*Using the information*:
1 > In the statement on criticism, what does the writer want to say to the people behind the broad range of criticism?
2 > From the statement on criticism, quote the passage starting at "It’s important that" and ending at "I hear you.".
##### Excerpt #####
That said, I also understand that, just like me, every other person with a strong opinion is coming from their own unique perspective on this issue; rooted firmly in their own internal logic and unshakable visceral experience.
So whilst I feel frustrated that my true intentions to illuminate some of the darker truths of this issue have been misinterpreted I also completely accept that criticisms are valid (and welcomed) and that this comes with the territory.
It’s important that I resist the urge to fire back at anybody or to draw wild conclusions about the motives of those who are very clearly adamant that I am part of the problem here. It seems there is a broad range of criticism and I want to say to those people: I hear you.
It’s absolutely essential for me to practice good faith in relation to critics and detractors, no matter how ferocious or wide-of-the-mark I think they may be. Eliminating a social problem like this is not just about the laws we create but also about how we navigate the new landscape of public discourse while plotting our journey towards better understanding.
##### Extracted records #####
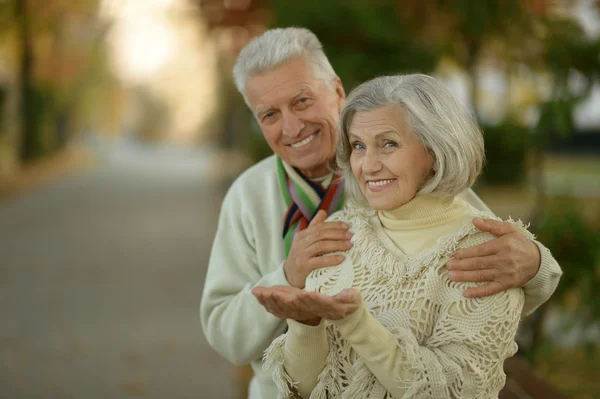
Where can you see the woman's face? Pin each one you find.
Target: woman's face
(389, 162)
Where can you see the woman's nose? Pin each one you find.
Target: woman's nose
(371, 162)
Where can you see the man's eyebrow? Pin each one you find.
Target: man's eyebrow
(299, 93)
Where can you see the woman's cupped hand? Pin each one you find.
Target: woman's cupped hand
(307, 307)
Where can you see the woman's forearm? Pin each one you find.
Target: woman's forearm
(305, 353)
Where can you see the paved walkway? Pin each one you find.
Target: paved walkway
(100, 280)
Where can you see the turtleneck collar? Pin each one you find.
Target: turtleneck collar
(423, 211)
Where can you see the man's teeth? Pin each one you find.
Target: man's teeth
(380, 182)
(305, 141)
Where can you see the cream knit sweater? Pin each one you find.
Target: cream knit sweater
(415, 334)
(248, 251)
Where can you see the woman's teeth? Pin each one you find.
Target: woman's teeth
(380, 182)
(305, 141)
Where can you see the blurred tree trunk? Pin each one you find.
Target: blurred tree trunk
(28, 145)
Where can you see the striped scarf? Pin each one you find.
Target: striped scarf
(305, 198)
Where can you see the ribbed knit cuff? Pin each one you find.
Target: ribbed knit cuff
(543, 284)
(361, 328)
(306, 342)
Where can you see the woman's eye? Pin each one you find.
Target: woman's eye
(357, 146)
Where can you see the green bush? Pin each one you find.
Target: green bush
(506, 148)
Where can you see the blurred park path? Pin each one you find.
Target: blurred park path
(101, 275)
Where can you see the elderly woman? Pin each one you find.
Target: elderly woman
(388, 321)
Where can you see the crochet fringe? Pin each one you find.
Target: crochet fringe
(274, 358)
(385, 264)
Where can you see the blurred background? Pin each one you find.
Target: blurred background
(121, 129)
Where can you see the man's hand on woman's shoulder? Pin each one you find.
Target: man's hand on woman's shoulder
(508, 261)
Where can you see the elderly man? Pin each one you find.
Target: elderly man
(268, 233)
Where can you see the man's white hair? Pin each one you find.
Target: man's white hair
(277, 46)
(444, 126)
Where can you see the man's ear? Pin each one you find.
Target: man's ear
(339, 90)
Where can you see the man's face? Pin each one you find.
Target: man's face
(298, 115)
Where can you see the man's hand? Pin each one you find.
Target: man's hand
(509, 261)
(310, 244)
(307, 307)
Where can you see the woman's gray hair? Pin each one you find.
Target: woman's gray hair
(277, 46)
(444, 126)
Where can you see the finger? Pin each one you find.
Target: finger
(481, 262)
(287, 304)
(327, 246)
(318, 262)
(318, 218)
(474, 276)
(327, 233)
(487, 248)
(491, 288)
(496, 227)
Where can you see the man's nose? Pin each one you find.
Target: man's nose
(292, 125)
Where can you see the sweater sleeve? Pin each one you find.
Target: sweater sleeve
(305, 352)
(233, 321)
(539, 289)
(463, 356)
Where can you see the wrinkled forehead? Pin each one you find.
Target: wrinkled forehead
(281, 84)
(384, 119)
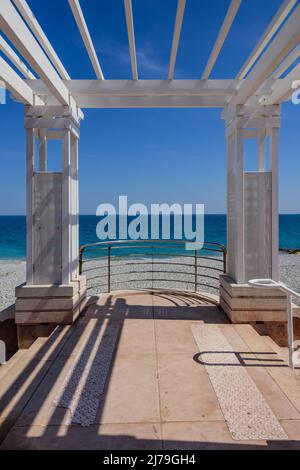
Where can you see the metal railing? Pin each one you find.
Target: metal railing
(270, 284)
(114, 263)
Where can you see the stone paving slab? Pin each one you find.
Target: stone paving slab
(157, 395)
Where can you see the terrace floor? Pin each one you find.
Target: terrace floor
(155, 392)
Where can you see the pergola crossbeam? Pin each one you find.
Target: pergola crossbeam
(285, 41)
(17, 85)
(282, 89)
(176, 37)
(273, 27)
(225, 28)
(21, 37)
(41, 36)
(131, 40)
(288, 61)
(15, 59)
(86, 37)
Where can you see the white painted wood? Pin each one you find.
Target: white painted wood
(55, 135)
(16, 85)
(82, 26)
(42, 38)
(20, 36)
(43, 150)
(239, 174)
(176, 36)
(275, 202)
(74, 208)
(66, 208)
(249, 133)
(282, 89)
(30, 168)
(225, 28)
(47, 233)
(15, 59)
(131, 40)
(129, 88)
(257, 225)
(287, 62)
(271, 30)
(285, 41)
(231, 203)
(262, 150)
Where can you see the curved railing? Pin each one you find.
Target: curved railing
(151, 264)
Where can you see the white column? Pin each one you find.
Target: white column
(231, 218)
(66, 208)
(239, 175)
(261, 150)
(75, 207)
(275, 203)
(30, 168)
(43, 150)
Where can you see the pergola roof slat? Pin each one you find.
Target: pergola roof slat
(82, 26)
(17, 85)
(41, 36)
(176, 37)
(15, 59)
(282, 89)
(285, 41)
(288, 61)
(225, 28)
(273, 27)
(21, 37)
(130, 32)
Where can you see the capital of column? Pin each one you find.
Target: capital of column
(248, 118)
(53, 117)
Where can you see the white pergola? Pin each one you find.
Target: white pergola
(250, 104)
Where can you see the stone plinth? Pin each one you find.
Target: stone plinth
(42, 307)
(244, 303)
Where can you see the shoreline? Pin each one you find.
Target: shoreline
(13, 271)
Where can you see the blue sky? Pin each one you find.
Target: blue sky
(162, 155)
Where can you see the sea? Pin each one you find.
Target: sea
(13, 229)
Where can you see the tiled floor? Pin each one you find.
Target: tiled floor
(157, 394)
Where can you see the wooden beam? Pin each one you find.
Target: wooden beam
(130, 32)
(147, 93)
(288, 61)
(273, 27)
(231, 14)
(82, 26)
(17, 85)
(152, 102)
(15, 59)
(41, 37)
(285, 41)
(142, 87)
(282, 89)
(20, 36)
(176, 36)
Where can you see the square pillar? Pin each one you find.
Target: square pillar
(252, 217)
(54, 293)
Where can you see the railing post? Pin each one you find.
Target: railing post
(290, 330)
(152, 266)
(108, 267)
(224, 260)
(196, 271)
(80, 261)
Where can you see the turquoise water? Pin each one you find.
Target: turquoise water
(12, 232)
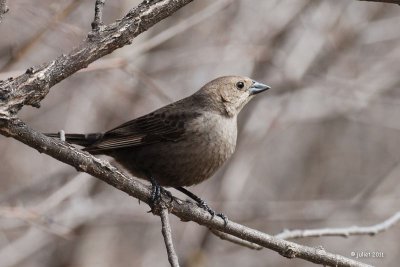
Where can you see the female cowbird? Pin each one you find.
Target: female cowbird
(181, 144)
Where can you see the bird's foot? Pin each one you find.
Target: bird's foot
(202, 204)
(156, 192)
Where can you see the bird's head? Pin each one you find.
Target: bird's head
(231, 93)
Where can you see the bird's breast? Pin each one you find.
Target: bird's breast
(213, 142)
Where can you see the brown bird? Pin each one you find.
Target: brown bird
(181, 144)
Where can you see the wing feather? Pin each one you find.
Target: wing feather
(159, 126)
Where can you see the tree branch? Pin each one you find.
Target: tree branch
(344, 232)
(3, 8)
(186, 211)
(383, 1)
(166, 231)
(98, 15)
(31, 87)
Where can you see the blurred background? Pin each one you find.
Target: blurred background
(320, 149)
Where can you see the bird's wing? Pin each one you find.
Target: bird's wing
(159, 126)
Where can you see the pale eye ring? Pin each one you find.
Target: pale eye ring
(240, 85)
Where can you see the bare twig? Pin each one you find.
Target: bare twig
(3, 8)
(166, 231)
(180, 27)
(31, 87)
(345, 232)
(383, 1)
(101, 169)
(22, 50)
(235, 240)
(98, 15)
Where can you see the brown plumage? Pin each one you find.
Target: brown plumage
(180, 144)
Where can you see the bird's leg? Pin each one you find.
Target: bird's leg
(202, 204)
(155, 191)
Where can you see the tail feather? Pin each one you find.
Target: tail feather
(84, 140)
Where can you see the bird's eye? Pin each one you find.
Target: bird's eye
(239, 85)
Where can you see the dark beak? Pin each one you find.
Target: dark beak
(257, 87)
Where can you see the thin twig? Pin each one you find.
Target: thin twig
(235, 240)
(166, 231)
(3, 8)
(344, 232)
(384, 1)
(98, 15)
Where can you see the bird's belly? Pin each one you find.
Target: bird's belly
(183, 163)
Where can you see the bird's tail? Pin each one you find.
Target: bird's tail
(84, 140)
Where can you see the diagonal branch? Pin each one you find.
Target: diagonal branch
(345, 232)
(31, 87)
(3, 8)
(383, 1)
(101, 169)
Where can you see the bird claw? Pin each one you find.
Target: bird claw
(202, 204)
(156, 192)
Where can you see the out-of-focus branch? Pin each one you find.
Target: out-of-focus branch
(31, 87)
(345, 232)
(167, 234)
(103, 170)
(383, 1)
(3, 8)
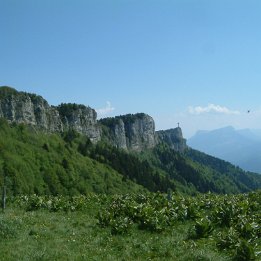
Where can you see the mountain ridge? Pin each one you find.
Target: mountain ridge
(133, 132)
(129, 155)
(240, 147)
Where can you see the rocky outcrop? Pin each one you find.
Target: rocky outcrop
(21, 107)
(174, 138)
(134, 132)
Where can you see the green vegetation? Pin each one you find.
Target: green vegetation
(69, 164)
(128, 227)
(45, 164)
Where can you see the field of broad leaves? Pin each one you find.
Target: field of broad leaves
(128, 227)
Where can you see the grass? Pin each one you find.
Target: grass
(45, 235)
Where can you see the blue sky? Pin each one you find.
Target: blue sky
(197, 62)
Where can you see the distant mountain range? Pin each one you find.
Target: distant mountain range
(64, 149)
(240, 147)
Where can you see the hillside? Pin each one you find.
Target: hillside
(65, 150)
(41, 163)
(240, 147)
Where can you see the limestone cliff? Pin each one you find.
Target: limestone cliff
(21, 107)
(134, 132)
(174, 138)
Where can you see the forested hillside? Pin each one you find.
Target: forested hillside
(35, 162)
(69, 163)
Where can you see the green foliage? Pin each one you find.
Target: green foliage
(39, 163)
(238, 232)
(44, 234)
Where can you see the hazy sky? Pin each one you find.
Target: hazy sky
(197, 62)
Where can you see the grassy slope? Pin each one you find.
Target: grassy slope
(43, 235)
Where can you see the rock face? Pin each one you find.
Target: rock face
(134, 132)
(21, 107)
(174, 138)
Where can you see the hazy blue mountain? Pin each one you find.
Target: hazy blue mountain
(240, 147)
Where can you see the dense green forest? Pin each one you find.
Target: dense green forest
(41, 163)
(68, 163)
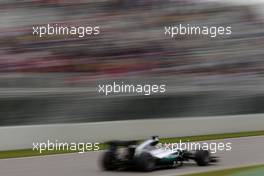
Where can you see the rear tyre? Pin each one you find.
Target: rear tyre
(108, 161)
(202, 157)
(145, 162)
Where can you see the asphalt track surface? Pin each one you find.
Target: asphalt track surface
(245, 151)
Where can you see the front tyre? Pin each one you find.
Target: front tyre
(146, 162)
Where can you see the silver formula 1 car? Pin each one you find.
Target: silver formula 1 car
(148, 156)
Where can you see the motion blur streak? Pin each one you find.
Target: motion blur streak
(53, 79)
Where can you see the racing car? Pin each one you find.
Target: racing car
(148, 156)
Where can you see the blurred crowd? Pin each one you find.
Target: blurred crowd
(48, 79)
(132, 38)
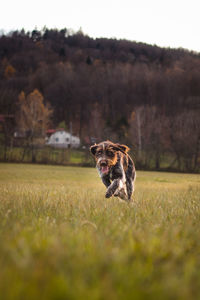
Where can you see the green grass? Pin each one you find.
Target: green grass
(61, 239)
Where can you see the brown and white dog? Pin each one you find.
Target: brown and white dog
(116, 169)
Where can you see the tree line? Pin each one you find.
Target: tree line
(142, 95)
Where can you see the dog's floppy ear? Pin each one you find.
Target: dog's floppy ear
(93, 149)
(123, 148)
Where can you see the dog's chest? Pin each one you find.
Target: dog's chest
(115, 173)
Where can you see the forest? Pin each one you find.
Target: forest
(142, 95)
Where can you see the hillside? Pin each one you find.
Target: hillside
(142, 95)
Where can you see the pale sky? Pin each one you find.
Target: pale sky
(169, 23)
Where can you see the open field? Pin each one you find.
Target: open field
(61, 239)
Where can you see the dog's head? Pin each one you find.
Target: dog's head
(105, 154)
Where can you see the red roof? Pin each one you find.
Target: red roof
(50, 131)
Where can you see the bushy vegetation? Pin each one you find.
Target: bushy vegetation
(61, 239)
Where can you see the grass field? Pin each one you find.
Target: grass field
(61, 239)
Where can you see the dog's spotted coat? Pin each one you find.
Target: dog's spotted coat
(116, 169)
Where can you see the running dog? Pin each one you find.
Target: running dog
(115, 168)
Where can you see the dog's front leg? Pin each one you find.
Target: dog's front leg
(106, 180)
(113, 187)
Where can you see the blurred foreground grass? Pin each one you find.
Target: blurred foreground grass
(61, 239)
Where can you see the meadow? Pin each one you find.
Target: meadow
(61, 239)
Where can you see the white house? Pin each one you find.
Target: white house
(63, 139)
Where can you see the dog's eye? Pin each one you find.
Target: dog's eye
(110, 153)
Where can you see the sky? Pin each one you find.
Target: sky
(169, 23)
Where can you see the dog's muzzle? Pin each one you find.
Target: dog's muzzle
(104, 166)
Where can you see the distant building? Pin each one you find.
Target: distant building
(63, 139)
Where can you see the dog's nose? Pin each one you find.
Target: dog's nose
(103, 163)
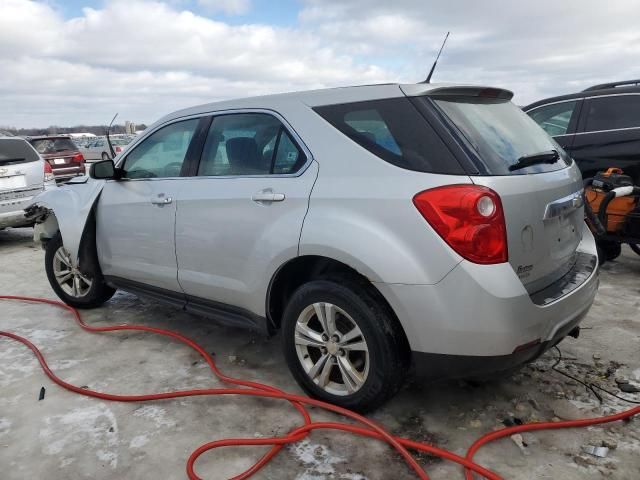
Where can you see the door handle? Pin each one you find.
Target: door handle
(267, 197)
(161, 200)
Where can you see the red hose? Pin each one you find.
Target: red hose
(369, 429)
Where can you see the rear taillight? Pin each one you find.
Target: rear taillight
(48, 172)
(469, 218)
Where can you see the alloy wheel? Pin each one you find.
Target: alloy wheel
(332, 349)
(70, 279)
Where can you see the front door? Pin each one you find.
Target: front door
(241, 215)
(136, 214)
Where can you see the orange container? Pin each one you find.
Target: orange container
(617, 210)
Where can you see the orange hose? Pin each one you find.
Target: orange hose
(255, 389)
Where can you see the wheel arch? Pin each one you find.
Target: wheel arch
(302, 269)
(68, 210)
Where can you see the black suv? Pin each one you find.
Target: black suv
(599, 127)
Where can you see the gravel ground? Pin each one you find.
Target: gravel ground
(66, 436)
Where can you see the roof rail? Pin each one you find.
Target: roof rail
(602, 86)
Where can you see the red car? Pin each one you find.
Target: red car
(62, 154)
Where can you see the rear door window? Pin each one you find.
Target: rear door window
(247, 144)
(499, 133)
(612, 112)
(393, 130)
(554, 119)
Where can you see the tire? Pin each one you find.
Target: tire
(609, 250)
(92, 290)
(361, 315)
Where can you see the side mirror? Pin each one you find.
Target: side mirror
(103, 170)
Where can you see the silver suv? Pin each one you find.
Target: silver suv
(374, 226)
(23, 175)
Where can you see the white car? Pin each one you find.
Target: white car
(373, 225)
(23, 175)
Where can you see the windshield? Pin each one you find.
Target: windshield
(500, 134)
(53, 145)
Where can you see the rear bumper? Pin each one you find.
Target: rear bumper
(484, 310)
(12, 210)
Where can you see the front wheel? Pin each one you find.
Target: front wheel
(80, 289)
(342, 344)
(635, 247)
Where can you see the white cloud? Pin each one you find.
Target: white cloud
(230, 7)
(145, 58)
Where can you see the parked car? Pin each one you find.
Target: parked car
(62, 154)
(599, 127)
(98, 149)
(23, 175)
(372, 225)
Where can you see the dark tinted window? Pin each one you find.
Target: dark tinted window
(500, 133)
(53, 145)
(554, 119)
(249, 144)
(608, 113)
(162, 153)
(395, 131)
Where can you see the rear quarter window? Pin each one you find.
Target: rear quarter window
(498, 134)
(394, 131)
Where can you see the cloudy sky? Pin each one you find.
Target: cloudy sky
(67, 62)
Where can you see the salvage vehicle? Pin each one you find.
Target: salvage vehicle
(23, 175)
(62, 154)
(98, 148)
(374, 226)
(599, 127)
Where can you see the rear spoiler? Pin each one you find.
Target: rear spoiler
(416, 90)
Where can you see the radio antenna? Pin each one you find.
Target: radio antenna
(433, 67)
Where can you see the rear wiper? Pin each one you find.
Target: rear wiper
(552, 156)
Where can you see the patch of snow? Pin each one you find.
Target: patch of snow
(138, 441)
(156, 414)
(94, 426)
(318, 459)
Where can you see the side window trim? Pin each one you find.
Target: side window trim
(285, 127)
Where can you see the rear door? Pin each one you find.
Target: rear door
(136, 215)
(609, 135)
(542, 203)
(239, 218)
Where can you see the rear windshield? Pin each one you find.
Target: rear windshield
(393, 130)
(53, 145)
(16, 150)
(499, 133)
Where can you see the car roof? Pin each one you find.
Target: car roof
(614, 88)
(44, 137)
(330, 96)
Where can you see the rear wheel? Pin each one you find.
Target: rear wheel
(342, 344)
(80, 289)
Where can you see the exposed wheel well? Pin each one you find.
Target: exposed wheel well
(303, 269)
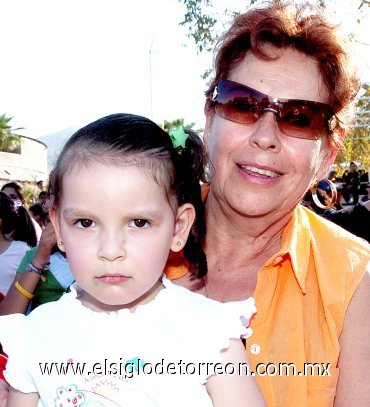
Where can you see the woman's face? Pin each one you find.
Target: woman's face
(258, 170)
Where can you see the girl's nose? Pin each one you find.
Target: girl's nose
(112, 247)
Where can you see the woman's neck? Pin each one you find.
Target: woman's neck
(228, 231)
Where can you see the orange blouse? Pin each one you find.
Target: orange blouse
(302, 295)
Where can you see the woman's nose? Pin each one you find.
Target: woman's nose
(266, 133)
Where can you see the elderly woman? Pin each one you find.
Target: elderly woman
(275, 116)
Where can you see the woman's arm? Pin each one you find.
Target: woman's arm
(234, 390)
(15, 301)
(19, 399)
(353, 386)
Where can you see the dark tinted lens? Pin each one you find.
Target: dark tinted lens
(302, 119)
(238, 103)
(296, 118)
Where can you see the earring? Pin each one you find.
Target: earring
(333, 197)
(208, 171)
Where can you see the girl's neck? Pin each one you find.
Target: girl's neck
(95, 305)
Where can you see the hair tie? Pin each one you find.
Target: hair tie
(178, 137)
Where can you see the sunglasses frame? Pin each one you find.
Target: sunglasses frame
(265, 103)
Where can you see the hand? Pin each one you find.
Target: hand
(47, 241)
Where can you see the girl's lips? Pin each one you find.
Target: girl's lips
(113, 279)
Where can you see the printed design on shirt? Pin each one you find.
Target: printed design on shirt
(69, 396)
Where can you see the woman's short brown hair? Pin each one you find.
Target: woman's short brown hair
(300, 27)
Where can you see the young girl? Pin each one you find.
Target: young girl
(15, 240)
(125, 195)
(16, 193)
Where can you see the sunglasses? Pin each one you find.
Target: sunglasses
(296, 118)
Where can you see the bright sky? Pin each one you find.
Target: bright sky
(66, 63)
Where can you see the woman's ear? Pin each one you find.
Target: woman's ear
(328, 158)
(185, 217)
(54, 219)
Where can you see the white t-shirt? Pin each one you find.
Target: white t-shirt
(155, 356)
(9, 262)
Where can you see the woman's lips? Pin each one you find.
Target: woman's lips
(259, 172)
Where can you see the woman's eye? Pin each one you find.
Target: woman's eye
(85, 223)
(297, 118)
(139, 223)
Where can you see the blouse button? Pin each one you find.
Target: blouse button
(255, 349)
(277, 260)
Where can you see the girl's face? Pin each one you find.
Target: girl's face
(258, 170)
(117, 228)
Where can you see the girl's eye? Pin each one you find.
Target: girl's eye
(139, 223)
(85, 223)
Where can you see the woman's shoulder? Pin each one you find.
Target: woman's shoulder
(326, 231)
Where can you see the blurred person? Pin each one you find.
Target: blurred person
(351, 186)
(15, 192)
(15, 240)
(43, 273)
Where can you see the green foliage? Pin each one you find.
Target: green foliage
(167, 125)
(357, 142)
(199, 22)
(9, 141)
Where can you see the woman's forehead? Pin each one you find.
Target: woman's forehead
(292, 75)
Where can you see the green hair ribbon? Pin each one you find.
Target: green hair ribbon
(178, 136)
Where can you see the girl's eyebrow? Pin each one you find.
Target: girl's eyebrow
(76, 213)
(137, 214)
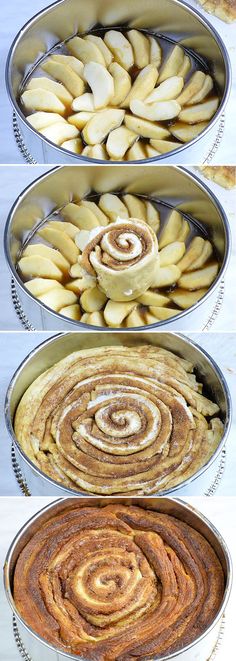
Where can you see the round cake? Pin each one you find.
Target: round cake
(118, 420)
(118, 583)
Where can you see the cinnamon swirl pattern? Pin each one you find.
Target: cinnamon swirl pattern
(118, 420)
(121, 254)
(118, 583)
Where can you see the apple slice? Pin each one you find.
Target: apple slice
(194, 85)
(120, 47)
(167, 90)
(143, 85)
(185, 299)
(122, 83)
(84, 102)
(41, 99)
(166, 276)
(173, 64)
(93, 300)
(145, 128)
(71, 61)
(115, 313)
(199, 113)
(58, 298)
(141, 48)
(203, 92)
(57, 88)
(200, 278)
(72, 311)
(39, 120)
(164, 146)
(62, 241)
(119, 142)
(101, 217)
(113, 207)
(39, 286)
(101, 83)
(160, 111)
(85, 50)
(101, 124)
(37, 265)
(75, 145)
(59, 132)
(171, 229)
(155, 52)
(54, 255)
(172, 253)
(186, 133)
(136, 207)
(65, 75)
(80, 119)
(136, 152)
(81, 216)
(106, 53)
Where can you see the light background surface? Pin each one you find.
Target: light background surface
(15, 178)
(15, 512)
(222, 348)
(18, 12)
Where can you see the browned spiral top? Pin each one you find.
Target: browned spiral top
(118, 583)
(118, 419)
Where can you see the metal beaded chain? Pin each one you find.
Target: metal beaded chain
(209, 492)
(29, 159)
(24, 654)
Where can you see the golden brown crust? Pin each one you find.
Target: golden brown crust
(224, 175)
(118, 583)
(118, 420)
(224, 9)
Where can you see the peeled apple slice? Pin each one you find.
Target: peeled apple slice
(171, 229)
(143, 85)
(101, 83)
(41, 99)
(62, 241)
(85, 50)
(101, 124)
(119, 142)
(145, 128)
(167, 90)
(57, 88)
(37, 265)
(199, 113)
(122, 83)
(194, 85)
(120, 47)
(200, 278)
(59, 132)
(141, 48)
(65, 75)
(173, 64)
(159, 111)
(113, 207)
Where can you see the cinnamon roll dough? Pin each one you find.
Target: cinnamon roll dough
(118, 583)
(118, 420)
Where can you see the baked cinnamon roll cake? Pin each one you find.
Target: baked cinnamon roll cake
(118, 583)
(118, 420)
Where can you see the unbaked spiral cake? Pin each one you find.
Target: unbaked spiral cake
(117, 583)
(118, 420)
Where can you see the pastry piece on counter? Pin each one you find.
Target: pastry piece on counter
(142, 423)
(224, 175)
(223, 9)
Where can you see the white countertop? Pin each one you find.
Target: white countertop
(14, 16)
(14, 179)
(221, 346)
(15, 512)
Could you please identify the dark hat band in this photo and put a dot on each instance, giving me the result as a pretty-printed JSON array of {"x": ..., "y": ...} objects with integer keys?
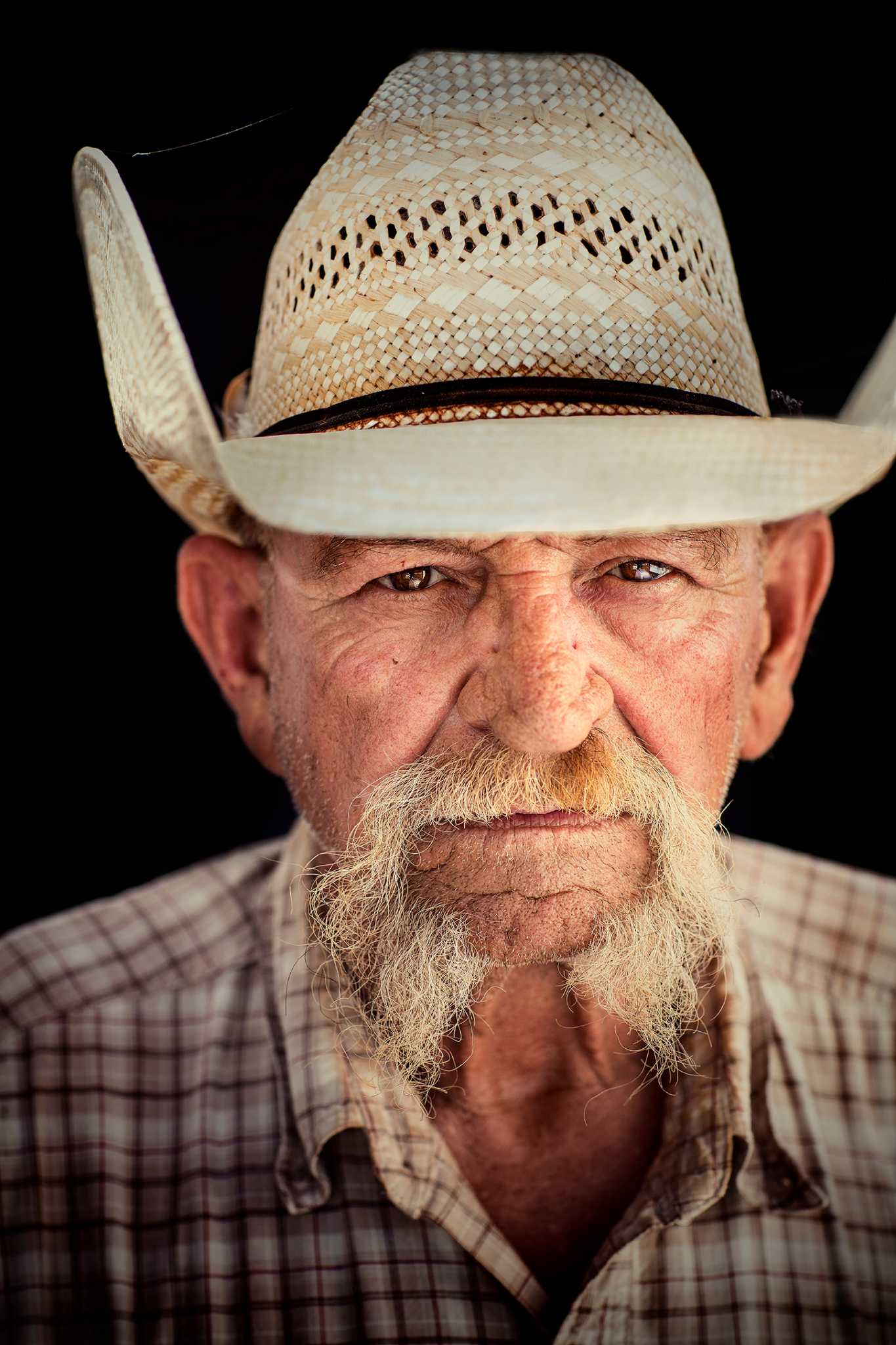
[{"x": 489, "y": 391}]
#####
*Answers given*:
1 > "I hear you."

2 >
It’s important that I resist the urge to fire back at anybody or to draw wild conclusions about the motives of those who are very clearly adamant that I am part of the problem here. It seems there is a broad range of criticism and I want to say to those people: I hear you.